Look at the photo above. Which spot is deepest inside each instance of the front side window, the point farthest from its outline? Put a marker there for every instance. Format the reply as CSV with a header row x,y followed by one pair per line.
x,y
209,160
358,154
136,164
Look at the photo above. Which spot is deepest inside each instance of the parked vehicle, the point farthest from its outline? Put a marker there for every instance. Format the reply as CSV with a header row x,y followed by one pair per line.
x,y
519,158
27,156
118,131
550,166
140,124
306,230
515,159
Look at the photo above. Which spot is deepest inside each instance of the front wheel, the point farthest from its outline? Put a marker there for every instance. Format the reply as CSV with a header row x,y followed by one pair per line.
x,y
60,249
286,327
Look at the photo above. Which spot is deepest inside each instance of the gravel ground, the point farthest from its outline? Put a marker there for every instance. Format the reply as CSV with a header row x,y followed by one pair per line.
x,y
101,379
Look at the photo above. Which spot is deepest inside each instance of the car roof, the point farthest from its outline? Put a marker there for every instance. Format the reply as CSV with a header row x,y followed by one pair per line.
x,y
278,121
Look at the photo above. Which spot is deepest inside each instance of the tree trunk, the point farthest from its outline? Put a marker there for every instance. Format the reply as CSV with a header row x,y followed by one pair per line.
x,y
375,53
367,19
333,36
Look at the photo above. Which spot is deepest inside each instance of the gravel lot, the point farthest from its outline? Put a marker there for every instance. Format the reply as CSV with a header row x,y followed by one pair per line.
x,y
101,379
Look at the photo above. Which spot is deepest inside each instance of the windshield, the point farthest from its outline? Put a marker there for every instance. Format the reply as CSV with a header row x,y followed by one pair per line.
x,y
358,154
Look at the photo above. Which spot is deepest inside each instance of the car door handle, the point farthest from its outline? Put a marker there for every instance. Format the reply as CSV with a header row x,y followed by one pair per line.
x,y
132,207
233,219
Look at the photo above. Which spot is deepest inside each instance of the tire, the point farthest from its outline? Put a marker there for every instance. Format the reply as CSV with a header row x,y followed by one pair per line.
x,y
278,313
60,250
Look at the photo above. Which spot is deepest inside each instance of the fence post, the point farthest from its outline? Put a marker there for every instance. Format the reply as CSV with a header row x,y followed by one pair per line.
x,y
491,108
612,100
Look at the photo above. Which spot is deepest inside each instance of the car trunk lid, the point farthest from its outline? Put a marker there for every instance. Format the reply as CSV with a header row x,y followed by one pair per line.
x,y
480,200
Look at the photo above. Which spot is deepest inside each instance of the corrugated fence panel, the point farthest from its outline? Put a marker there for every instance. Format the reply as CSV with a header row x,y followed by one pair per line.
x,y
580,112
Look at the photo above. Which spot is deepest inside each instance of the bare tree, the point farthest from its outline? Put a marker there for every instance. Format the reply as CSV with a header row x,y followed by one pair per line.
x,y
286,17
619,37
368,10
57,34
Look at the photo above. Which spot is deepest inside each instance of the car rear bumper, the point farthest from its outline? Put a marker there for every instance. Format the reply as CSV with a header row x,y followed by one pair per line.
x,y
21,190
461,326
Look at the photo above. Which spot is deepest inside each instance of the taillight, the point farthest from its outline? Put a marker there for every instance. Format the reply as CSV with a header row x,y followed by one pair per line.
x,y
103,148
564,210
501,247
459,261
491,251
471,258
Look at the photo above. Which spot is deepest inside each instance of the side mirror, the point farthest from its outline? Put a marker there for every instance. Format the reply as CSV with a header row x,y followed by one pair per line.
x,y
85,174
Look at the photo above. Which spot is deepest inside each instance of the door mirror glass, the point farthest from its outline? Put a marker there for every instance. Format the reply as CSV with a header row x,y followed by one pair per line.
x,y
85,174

• _Written problem_
Show the data once more, exactly as it was written.

• _Answer_
Look at the photo above. Which spot is deepest inside each instance of the front side window, the point farthest from its outline? Put a marker there for every instance. Format the reply as CSV with a header row x,y followed by one pair per line.
x,y
209,160
358,154
136,164
Look at the photo above. Which spot is deepest inside each instance of the parked vehicle, the point farthest from its outline? Put a marker there for every instance. Format the reply as CSV with a header row x,y followed by one pair per line.
x,y
519,158
27,156
118,131
550,166
140,124
306,230
515,159
Look at the photo above. Which spot is deepest inside each instance of the front wheel, the point farthest from its outline? Put a marker there for every instance. Format the reply as CSV with a header row x,y followed by one pair per line.
x,y
60,249
286,327
Look at the photo above. Which spot is deepest inside each instance of the gravel ground, the point farthest from its outline? Put a marker there for every instance. Format the reply as CSV with a header row x,y followed by one pair per line.
x,y
101,379
Look at the photo above. Which spot is deepest inside each instance of the car roof, the point farthest from its outline? Put a marker there for every instance. Format the reply as CSV with a header row x,y followed by one pair per line.
x,y
278,121
Look at the photo above. Which spot is deepest inside each instance of the tree trunk, the point farthest from its outline? Put a marker there for every instance. Format the reply as CSV with a header row x,y followed by one pair per line.
x,y
375,53
367,19
333,36
Look at the photo above. Which spot is deepest inside each instance of the gravel lot, the point farthest from its outline? Put a marker there for every instance. Format the reply as CSV with a header row x,y followed by one pair per line.
x,y
101,379
Look at the photo above. Which spot is deepest inside each instance of the windshield, the point farthest from its outline? Put a marker there for every instance. Format the reply as CSV with a header row x,y followed by one pair per line.
x,y
358,154
Look at the photo above. Which spot is deepest inside each instance of the car door handle, the point farthest from its outline? Put a marker there for every instance. Format the reply as CSV with a header row x,y followed by one pair per line.
x,y
132,207
233,219
Look at the photo above. Which spot is deepest inside each instance of the tire, the point farthest from its outline? Put a marker there for every instance. Format the reply as CSV with a header row x,y followed by one pair per line.
x,y
278,313
60,250
Look at the photo above. Which spot is deepest inside each instance of the fence post, the point farthest from its outline? Put a marker there for every instance. Format the reply as CSV with a header row x,y followed by one pair per line.
x,y
491,108
612,100
Look at the photo above. Which spot is deepest inside each instance of the car trunk lid, the point farthest from its outline? Put a marker there for every instance. Format the reply as CSV with a header row x,y followed by one pair per line.
x,y
480,200
Look at the photo above. Which spot is deepest inside each instance of the corrugated fence panel, the point farthest from its outline? Put a marker there for every instance. Format the reply as CSV with a header row x,y followed by one pair per line.
x,y
580,112
Look at the photo above. Which spot is deepest inside each instance of the bare tree, the point farthest from its outline? Put a marker there for every instance. Format the reply as CSV with a header row x,y followed by one pair per line.
x,y
286,17
619,37
368,10
57,34
Look at the photo above. Which spot is deepest inside each instance of the car rear bumper, the point farthest from its outline? Put a marker there for every instance. Format the reply as CSV with a header row x,y followed by one pair per line.
x,y
21,190
461,326
Look at the photo above. Which spot is deepest inside each instance of the taillight, the point farthest from its outline? Put a marker there for every instance. Format the reply as CSV with a header row x,y followed by one pair per line.
x,y
103,148
564,210
501,247
459,261
491,251
471,258
Look at the photo above. Which spot is deepest inside each instance of the side mirror, the point farthest from its outline? Put a marker there for every instance. Format the reply as CSV with a header row x,y followed by one pair per line.
x,y
85,174
Look at the photo above. Which spot is deepest inside each instance of the door mirror glass, the point farthest from its outline? Put a marker there for every instance. Format the reply as CSV with a header row x,y followed by one pair per line.
x,y
85,174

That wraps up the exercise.